Aim of the task: Would it be possible to quote, exactly and in full, the lines from the one with "Mark every instance of the beige" through the end of the entries below?

---------- Data in this exercise

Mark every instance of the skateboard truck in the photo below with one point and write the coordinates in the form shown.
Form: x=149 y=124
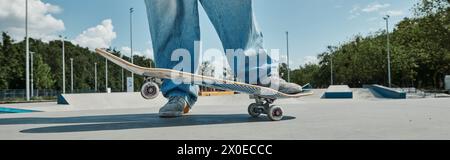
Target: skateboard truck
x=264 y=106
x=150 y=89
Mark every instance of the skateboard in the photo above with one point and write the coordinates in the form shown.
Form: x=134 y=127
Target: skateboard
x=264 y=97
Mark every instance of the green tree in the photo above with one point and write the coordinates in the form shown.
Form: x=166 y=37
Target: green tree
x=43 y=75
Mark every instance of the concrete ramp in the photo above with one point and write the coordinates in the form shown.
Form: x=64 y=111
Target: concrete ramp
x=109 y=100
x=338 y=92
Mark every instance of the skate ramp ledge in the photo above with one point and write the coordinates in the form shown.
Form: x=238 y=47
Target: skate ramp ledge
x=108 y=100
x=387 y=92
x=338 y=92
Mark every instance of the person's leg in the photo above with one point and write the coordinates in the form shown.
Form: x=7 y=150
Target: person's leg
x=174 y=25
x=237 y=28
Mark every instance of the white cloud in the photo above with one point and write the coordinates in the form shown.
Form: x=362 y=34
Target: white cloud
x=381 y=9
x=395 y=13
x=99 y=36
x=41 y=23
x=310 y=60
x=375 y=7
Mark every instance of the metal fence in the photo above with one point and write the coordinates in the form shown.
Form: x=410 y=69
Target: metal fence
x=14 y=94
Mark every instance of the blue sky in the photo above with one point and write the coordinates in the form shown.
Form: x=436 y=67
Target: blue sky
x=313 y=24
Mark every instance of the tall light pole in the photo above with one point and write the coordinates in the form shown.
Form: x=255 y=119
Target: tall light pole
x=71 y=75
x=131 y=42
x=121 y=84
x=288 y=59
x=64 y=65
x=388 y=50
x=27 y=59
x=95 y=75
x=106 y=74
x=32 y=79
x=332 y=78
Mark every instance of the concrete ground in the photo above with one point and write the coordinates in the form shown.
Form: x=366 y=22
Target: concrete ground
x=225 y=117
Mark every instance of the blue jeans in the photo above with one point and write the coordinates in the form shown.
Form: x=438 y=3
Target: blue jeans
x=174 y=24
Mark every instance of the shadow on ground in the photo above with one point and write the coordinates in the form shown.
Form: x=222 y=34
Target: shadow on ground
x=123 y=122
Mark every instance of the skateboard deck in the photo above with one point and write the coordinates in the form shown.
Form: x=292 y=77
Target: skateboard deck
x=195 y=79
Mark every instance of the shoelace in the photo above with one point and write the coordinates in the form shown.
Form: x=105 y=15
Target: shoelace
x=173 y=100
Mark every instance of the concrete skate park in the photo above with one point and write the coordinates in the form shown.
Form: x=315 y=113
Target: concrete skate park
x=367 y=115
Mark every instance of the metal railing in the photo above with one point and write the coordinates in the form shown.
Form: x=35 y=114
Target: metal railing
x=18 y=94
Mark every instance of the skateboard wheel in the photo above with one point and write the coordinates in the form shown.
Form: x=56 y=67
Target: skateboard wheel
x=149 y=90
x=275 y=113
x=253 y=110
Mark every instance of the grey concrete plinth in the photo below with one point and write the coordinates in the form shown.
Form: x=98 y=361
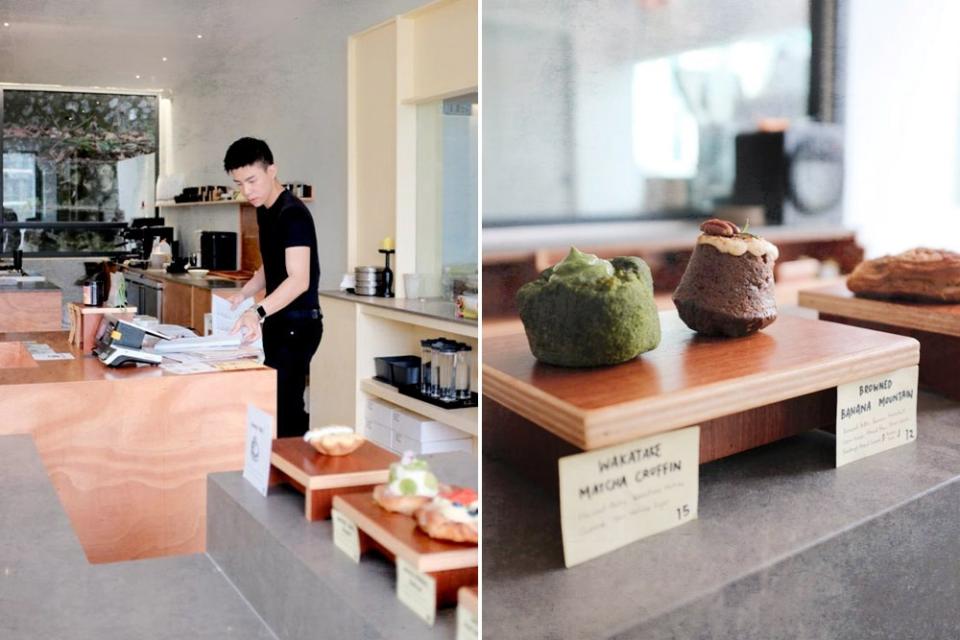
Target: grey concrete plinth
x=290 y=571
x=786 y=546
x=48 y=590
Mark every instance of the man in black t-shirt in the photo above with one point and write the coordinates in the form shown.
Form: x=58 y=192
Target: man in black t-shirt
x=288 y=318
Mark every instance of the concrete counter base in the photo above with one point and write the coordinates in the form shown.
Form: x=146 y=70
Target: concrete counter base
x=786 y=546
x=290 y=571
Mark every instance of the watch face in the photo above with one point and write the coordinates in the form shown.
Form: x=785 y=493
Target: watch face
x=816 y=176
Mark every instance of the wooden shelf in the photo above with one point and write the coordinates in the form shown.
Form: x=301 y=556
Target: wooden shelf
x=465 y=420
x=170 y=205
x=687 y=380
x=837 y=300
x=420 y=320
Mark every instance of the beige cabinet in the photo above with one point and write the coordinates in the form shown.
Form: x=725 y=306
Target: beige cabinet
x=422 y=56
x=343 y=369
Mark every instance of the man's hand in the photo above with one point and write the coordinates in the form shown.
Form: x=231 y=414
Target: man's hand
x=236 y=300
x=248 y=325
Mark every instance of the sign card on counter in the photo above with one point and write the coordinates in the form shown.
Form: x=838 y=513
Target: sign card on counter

--------------------

Worked solution:
Mark every instance of the beige cabinet in the photo above with one point and write the coordinates in the form shown.
Form: x=725 y=306
Target: beige cabinet
x=422 y=56
x=343 y=369
Mark every instance of the man's hand in the photo above with one point and write the coordinates in the form shown.
Form: x=231 y=414
Target: man's hand
x=236 y=300
x=248 y=325
Mark every instance of the sign card on counter in the photo above with one point and write the coordinates in the form shown.
Form: x=838 y=513
Target: sign card on counter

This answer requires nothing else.